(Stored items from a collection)
--*--

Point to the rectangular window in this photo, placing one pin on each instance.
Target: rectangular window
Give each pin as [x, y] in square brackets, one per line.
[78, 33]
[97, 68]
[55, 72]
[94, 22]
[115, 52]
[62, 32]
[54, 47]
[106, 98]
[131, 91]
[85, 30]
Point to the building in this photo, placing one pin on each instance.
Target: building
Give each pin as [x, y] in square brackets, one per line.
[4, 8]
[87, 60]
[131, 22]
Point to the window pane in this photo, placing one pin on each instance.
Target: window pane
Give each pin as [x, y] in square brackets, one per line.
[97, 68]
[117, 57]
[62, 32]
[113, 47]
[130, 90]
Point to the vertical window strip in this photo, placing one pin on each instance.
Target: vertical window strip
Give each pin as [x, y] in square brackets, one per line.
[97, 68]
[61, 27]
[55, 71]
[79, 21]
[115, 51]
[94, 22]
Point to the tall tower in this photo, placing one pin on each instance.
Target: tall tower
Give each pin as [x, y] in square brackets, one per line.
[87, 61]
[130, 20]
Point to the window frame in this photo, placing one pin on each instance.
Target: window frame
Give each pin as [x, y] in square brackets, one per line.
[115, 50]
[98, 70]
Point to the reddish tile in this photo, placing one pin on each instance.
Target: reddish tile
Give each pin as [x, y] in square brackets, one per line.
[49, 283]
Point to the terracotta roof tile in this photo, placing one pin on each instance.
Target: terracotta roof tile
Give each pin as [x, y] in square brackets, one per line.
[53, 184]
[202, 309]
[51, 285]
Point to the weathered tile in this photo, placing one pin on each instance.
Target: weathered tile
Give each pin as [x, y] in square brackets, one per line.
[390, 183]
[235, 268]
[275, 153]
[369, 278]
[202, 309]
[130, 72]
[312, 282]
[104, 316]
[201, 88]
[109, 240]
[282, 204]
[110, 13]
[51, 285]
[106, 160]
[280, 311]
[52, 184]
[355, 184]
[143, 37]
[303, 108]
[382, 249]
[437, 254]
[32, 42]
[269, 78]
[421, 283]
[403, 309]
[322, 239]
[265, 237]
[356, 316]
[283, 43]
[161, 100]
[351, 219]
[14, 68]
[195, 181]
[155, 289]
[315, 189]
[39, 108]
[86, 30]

--*--

» **To do**:
Beginning at the top of the data, please return every line until and including the line containing "Target: window pane", copied exactly, and nothing past it.

» **Response**:
Point to the rectangular window in this photo, placing one pin on each instance.
Target: rectangular window
Give each pin as [x, y] in square brackets, one per line.
[78, 33]
[97, 68]
[55, 72]
[94, 22]
[115, 52]
[62, 32]
[54, 47]
[106, 98]
[131, 91]
[85, 30]
Point to the building in this photo, placing one pin on each instance.
Target: building
Give each pin as [x, y] in square brackets, one per line.
[4, 8]
[87, 60]
[131, 22]
Point to the window pane in this photo, placing one pin on each instance.
Target: window pane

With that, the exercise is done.